INSTRUCTIONS FOR THE TASK: Rewrite the listing below with every "trim board" changed to "baseboard" and everything else unchanged, leaving the pictures out.

DATA PROVIDED:
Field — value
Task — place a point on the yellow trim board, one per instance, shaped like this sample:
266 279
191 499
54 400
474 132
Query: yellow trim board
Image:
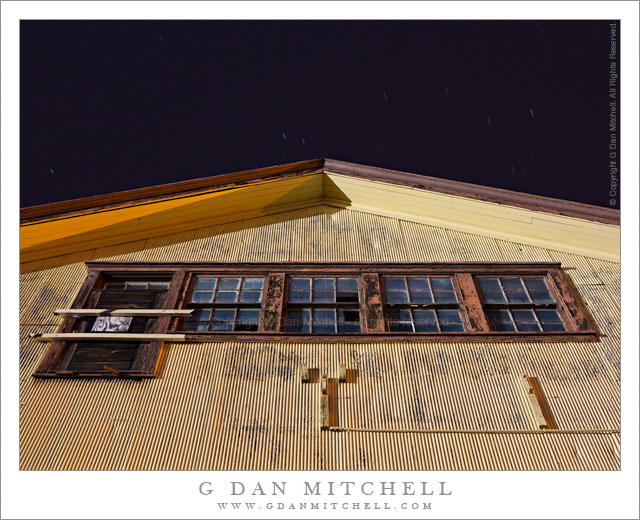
144 220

COMPLETE OUTPUT:
Field — value
Task — place a point on the yellow baseboard, one per instance, shaped like this sample:
266 279
191 499
54 400
474 132
Query: yellow baseboard
Image:
144 220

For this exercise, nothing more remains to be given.